• Goal: Please quote the material exactly, every line of it.

• Provided records:
'''
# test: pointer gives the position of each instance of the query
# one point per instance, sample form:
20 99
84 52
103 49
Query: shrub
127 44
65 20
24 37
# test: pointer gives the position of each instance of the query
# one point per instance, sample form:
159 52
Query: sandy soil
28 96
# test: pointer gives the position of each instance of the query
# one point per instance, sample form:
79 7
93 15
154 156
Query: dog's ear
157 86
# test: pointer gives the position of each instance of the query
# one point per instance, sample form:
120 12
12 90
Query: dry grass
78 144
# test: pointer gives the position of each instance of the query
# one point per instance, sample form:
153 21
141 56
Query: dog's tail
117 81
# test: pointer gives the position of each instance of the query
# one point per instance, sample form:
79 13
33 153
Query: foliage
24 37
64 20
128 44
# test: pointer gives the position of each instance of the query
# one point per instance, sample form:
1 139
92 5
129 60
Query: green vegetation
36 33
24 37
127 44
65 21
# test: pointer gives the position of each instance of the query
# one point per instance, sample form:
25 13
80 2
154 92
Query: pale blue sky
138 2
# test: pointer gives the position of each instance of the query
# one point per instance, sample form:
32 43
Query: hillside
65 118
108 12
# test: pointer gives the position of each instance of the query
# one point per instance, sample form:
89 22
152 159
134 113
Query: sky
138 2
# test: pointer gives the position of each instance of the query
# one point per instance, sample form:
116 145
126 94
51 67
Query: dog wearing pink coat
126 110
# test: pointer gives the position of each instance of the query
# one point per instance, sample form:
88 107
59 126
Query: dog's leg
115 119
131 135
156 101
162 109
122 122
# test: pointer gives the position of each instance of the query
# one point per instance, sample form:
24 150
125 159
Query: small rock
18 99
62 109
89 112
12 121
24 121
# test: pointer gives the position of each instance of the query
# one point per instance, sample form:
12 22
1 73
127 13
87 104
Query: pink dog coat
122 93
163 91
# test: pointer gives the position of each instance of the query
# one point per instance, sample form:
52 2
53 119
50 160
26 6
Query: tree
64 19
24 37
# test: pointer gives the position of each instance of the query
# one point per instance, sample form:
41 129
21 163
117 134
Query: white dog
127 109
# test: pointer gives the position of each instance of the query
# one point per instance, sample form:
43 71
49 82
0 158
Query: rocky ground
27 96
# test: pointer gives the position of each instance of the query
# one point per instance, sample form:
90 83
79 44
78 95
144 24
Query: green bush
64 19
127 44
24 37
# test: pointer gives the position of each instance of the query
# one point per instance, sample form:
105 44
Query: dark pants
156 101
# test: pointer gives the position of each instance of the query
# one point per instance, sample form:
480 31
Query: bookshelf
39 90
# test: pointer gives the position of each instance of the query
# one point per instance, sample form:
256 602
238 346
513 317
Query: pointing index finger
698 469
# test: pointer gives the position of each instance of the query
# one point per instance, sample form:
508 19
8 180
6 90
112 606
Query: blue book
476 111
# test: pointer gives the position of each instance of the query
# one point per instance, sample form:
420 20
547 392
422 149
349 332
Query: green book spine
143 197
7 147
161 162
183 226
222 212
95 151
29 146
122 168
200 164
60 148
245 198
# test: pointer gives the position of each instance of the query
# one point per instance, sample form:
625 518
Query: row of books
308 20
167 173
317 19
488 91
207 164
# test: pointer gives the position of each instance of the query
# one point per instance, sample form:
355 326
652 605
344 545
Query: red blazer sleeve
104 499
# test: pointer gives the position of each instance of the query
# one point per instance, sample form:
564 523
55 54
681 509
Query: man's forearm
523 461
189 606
'''
• Exercise output:
# test: pointer gives the position of each instance of the query
# one point per instance, sample form:
20 99
84 52
103 49
Query: shrub
127 44
65 20
24 37
# test: pointer gives the position of each instance of the query
# one point per instance, sample form:
159 52
Query: sandy soil
28 96
# test: pointer gives the position of each instance of the query
# one point per instance, sample form:
79 7
93 15
154 156
Query: dog's ear
157 86
# test: pointer gives the position of each instance of the query
# one point per instance, sample form:
120 12
12 90
Query: dry grass
78 144
# test: pointer gives the position of each instance of the query
# one point per instance, sample form:
153 21
141 56
Query: dog's tail
117 81
# test: pointer gives the position of each instance of the query
# one point per instance, sample form:
79 13
33 153
Query: foliage
24 37
64 20
128 44
# test: pointer gives the position of each instance of the query
# one point per instance, sample form:
1 139
92 5
129 60
Query: green vegetation
36 33
24 37
127 44
65 21
# test: pointer gives the position of each instance of the query
# one point per instance, sample form:
25 13
80 2
154 92
Query: pale blue sky
138 2
# test: pointer gives the position of each instance of the query
# one point per instance, sample form:
32 43
Query: hillside
65 118
108 12
# test: pointer gives the position of each instance of the query
# one point per instance, sample form:
89 22
152 159
134 113
Query: sky
138 2
# test: pointer gives the position of each instance of the query
# one point per instance, sample form:
116 145
126 94
51 67
Query: dog wearing pink coat
126 110
# test: pointer gives the position of each instance of the query
# one point per instance, sample form:
88 107
59 126
Query: dog's leg
115 119
131 135
156 101
162 109
122 122
# test: pointer gives the position of each instance of the query
# one point per instance, sample form:
24 150
125 159
Query: small rock
18 99
62 109
89 112
12 121
24 121
# test: pointer gives the position of each instance of the query
# one point per instance, sample form:
12 22
1 73
127 13
87 104
Query: pink dog coat
122 93
163 91
# test: pointer gives the position of each instance of the query
# one point per instance, sample form:
52 2
53 119
50 160
26 6
Query: tree
64 19
24 37
# test: pointer gives the position of each instance of the query
# one point per instance, sample form:
41 129
21 163
117 134
Query: white dog
127 109
# test: pointer gives the position of each instance of the query
# one point per instance, sample form:
43 71
49 82
0 158
Query: rocky ground
27 96
# test: pointer gives the position of each instance of the query
# one point per instance, sample form:
90 83
79 44
78 95
144 24
Query: green bush
64 19
127 44
24 37
# test: pointer gives the position of each instance of the query
# one point per instance, sample form:
105 44
Query: dark pants
156 101
# test: pointer gives the position of each instance of the query
# one point per instance, sample form:
480 31
Query: bookshelf
39 90
# test: pointer gives the position of each instance of the query
# one point per instance, sample form:
256 602
238 346
513 317
Query: pointing index finger
698 469
# test: pointer gives the position of each instance of the query
# one point per instance, sample form:
508 19
8 180
6 90
112 606
Query: blue book
476 111
# test: pointer gives the position of each instance of the query
# one point per instance, sample form:
420 20
547 392
422 149
349 332
Query: green book spine
143 197
7 147
161 162
183 226
222 212
95 151
29 146
122 168
200 164
60 148
245 198
# test: pointer gives the position of each instance of the query
# one point per instance, sample form:
625 518
Query: row of books
308 20
167 173
317 19
488 91
207 164
# test: pointer gives the position of each instance of the query
# one point per instance, sample form:
355 326
652 605
344 545
Query: red blazer sleeve
104 499
# test: pointer gives the position of each instance of the query
# one point per instance, sample form:
564 523
55 54
681 509
Query: man's forearm
523 461
189 606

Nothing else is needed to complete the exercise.